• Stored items

>> Begin

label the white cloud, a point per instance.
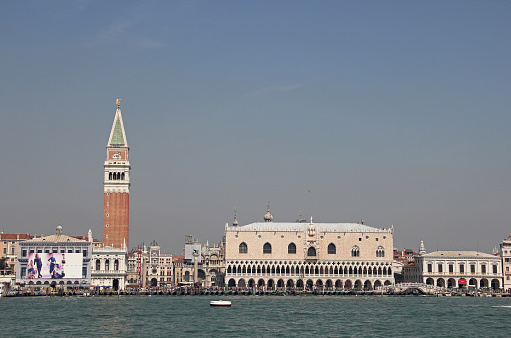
(124, 32)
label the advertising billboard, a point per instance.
(54, 265)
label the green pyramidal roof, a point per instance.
(117, 137)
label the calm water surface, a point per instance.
(346, 316)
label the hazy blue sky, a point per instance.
(395, 112)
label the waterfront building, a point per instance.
(178, 267)
(149, 267)
(159, 269)
(451, 269)
(212, 271)
(9, 250)
(116, 184)
(108, 268)
(408, 272)
(505, 253)
(308, 255)
(54, 260)
(210, 263)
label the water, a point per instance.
(263, 316)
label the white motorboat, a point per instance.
(220, 303)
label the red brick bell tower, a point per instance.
(116, 207)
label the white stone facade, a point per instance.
(447, 268)
(308, 255)
(109, 268)
(505, 253)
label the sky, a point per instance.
(392, 112)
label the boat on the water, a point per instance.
(220, 303)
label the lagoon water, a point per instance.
(179, 316)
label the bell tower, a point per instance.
(116, 183)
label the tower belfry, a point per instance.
(116, 185)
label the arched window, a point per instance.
(267, 248)
(243, 248)
(331, 249)
(291, 248)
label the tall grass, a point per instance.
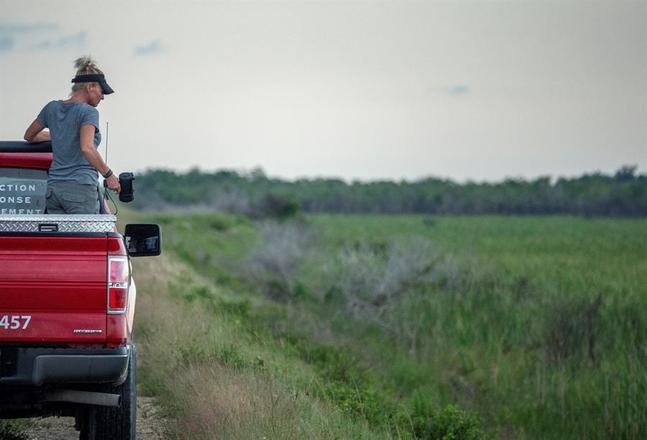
(535, 326)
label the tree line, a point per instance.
(623, 193)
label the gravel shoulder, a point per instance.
(150, 424)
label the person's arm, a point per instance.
(95, 159)
(37, 133)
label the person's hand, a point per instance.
(112, 183)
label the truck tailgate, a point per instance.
(53, 288)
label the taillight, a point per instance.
(118, 280)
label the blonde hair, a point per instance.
(84, 66)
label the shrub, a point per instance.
(273, 264)
(448, 423)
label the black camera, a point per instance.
(126, 182)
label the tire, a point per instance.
(86, 422)
(120, 422)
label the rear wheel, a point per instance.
(119, 423)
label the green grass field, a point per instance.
(412, 326)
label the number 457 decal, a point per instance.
(14, 322)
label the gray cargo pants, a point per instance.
(72, 198)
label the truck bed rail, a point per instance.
(58, 223)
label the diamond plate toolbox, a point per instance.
(58, 223)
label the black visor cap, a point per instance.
(95, 77)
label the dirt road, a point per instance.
(150, 425)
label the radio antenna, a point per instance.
(107, 127)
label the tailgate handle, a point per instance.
(48, 227)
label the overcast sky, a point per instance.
(366, 89)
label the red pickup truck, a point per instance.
(67, 303)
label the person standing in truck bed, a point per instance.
(74, 131)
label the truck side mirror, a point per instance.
(143, 240)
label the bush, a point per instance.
(448, 423)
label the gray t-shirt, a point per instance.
(64, 121)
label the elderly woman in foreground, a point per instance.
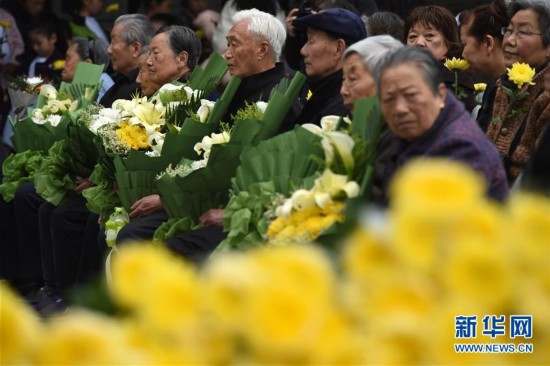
(428, 121)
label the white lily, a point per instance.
(205, 109)
(302, 199)
(54, 119)
(343, 144)
(48, 91)
(329, 123)
(313, 128)
(262, 106)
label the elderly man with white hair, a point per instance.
(254, 47)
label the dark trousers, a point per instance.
(9, 251)
(141, 228)
(197, 245)
(26, 203)
(68, 223)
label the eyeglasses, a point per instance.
(507, 32)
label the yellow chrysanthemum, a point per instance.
(521, 73)
(19, 328)
(133, 136)
(480, 87)
(456, 64)
(83, 338)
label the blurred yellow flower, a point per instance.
(19, 328)
(456, 64)
(521, 73)
(480, 87)
(58, 64)
(83, 338)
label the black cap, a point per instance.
(337, 22)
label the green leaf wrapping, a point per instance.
(18, 169)
(51, 180)
(101, 198)
(244, 219)
(28, 135)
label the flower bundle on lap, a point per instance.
(208, 187)
(291, 165)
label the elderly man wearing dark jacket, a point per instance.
(254, 46)
(329, 33)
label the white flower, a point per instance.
(262, 106)
(302, 198)
(205, 109)
(48, 91)
(313, 128)
(53, 119)
(329, 123)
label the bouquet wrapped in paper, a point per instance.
(183, 194)
(293, 186)
(178, 107)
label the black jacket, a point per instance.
(123, 88)
(258, 87)
(325, 100)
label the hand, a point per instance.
(291, 30)
(146, 206)
(82, 184)
(212, 217)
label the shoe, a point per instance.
(56, 307)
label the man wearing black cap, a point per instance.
(329, 33)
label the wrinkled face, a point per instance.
(146, 83)
(41, 44)
(473, 51)
(357, 81)
(243, 51)
(319, 54)
(123, 56)
(164, 64)
(71, 61)
(407, 102)
(524, 44)
(428, 37)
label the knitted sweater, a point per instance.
(516, 137)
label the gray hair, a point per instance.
(136, 28)
(374, 50)
(542, 8)
(181, 39)
(93, 49)
(420, 58)
(266, 26)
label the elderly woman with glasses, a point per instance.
(426, 120)
(516, 129)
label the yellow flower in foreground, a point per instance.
(456, 64)
(133, 136)
(439, 188)
(19, 328)
(58, 64)
(480, 87)
(83, 338)
(521, 73)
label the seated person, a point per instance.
(428, 121)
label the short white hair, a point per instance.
(266, 26)
(374, 50)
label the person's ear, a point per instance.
(442, 94)
(340, 48)
(489, 43)
(263, 50)
(183, 58)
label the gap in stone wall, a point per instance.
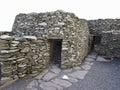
(55, 51)
(96, 42)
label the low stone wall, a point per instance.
(20, 56)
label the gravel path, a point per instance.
(95, 73)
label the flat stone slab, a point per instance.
(72, 80)
(89, 59)
(92, 55)
(56, 70)
(49, 76)
(32, 84)
(62, 83)
(88, 63)
(44, 87)
(101, 59)
(86, 67)
(67, 70)
(48, 85)
(78, 74)
(77, 68)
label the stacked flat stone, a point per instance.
(21, 56)
(110, 41)
(73, 31)
(7, 57)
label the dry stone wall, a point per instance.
(109, 30)
(73, 31)
(20, 56)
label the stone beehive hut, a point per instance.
(66, 35)
(107, 33)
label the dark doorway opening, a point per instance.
(55, 51)
(95, 42)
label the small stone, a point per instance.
(62, 83)
(50, 84)
(49, 76)
(6, 37)
(78, 74)
(67, 70)
(30, 37)
(86, 67)
(40, 76)
(89, 59)
(72, 80)
(101, 59)
(42, 24)
(9, 51)
(56, 70)
(77, 68)
(26, 49)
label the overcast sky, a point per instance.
(87, 9)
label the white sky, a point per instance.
(87, 9)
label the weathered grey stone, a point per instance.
(30, 37)
(8, 51)
(6, 37)
(62, 83)
(49, 76)
(101, 59)
(67, 70)
(78, 74)
(50, 84)
(25, 50)
(72, 80)
(89, 59)
(47, 88)
(86, 67)
(77, 68)
(56, 70)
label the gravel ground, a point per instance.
(101, 76)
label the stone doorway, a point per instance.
(96, 42)
(55, 51)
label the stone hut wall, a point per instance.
(109, 30)
(20, 56)
(73, 31)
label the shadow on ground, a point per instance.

>> End

• Directions
Repeat each entry precisely as it appears. Leave the pictures out.

• Output below
label the white cloud, a point per instance.
(124, 32)
label the advertising billboard, a point per instance.
(54, 265)
label the green pyramidal roof, a point per instance.
(117, 137)
label the calm water surface, a point per instance.
(346, 316)
label the hazy blue sky, a point per instance.
(395, 112)
label the waterfront building, a point per instance.
(178, 267)
(149, 267)
(159, 269)
(451, 269)
(212, 271)
(9, 250)
(116, 184)
(108, 268)
(408, 272)
(505, 253)
(308, 255)
(54, 260)
(210, 263)
label the water, a point per instance.
(263, 316)
label the white motorboat, a point per instance.
(220, 303)
label the red brick bell tower, a point per instance.
(116, 207)
label the white stone facade, a point per instance.
(447, 268)
(308, 255)
(109, 268)
(505, 253)
label the sky, a point per instance.
(392, 112)
label the boat on the water, a point per instance.
(220, 303)
label the lagoon water, a point per instance.
(179, 316)
label the bell tower, a point per instance.
(116, 183)
label the tower belfry, a point per instance.
(116, 185)
label the arched window, a point per instance.
(267, 248)
(243, 248)
(331, 249)
(291, 248)
label the tall grass, a point per instance.
(535, 326)
label the tree line, a point per instance.
(623, 193)
label the gravel shoulder, a point per instance.
(150, 424)
label the person's arm, a point per instance.
(95, 159)
(37, 133)
label the person's hand, a point per instance.
(112, 183)
label the truck tailgate, a point per instance.
(53, 288)
label the taillight, a point per instance.
(118, 280)
label the blonde hair, a point per instance.
(84, 66)
label the shrub, a point per instance.
(273, 264)
(448, 423)
label the black camera, a point per instance.
(126, 182)
label the tire, a point per instance.
(86, 422)
(120, 422)
label the rear wheel, a point per instance.
(119, 423)
label the green grass field, a point per instance.
(412, 326)
label the number 457 decal, a point per instance.
(14, 322)
label the gray cargo pants, a point per instance.
(72, 198)
label the truck bed rail, a point per instance.
(58, 223)
label the diamond plate toolbox, a point per instance.
(58, 223)
label the black visor cap, a point per instance.
(95, 77)
label the dirt road, a point per instance.
(150, 425)
label the radio antenna, a point per instance.
(107, 127)
label the tailgate handle, a point per instance.
(48, 227)
label the overcast sky, a point per instance.
(366, 89)
label the red pickup truck, a point per instance.
(67, 303)
label the person standing in truck bed, a point per instance.
(74, 131)
label the truck side mirror, a point per instance.
(143, 240)
label the bush, a point per instance.
(448, 423)
label the gray t-shirt, a point per instance.
(64, 121)
label the elderly woman in foreground, a point per instance.
(428, 121)
label the white lily, a point per instance.
(205, 109)
(302, 199)
(54, 119)
(343, 144)
(48, 91)
(329, 123)
(313, 128)
(262, 106)
label the elderly man with white hair, a point per instance.
(254, 47)
label the dark trousers, a point per instance.
(9, 251)
(141, 228)
(197, 245)
(26, 203)
(68, 223)
label the eyeglasses, a point per instance.
(507, 32)
label the yellow chrysanthemum, a point per instance.
(521, 73)
(19, 328)
(133, 136)
(480, 87)
(456, 64)
(83, 338)
label the blurred yellow flower, a point per instance.
(19, 328)
(456, 64)
(521, 73)
(480, 87)
(58, 64)
(83, 338)
label the black cap, a point per instance.
(337, 22)
label the green leaf wrapping, a point per instance.
(18, 169)
(51, 180)
(101, 198)
(244, 219)
(28, 135)
label the flower bundle on lap, a point per instance.
(208, 187)
(291, 165)
label the elderly man wearing dark jacket, a point per instance.
(254, 46)
(329, 33)
label the white flower, a point per instance.
(262, 106)
(302, 198)
(205, 109)
(48, 91)
(313, 128)
(53, 119)
(329, 123)
label the bouquet wrapped in paper, a point per instance.
(183, 194)
(293, 186)
(178, 107)
label the black jacket, a point per instance.
(123, 88)
(258, 87)
(325, 100)
label the hand, a point per instance.
(291, 30)
(146, 206)
(82, 184)
(212, 217)
label the shoe, a point per instance.
(56, 307)
label the man wearing black cap, a point per instance.
(329, 33)
label the wrinkled face, a point per instance.
(146, 83)
(41, 44)
(473, 51)
(357, 81)
(243, 51)
(319, 54)
(123, 56)
(164, 64)
(71, 61)
(407, 102)
(524, 44)
(428, 37)
label the knitted sweater, a point per instance.
(516, 137)
label the gray hair, a point per instance.
(136, 28)
(374, 50)
(542, 8)
(181, 39)
(93, 49)
(420, 58)
(266, 26)
label the elderly woman with glasses, a point per instance.
(426, 120)
(516, 129)
label the yellow flower in foreground, a point per instance.
(456, 64)
(133, 136)
(439, 188)
(19, 328)
(58, 64)
(480, 87)
(83, 338)
(521, 73)
label the seated person, a point per instance.
(428, 121)
label the short white hair, a point per instance.
(266, 26)
(374, 50)
label the person's ear, a point per instance.
(442, 94)
(340, 48)
(489, 43)
(263, 50)
(183, 58)
label the gap in stone wall, a point per instance.
(55, 51)
(96, 42)
label the low stone wall, a point per instance.
(20, 56)
label the gravel path, a point per instance.
(95, 73)
label the flat stone slab, a point per instance.
(72, 80)
(89, 59)
(92, 55)
(56, 70)
(49, 76)
(32, 84)
(62, 83)
(88, 63)
(44, 87)
(101, 59)
(86, 67)
(67, 70)
(48, 85)
(78, 74)
(77, 68)
label the stacked flat stone, a point per instance.
(21, 56)
(110, 41)
(73, 31)
(7, 57)
label the dry stone wall, a point per instance.
(109, 30)
(73, 31)
(20, 56)
label the stone beehive hut, a point per instance.
(66, 35)
(107, 33)
label the dark doorway opening, a point per instance.
(55, 51)
(95, 42)
label the small stone, a point per instance.
(62, 83)
(50, 84)
(49, 76)
(6, 37)
(78, 74)
(67, 70)
(30, 37)
(86, 67)
(40, 76)
(89, 59)
(72, 80)
(101, 59)
(42, 24)
(9, 51)
(56, 70)
(77, 68)
(26, 49)
label the overcast sky, a point per instance.
(87, 9)
label the white sky, a point per instance.
(87, 9)
label the weathered grey stone, a point per instance.
(30, 37)
(8, 51)
(6, 37)
(62, 83)
(49, 76)
(101, 59)
(67, 70)
(78, 74)
(50, 84)
(25, 50)
(72, 80)
(89, 59)
(47, 88)
(86, 67)
(77, 68)
(56, 70)
label the gravel ground, a point per instance.
(101, 76)
label the stone doorway, a point per instance.
(96, 42)
(55, 51)
label the stone hut wall, a point per instance.
(109, 30)
(20, 56)
(73, 31)
label the shadow on ground, a point per instance.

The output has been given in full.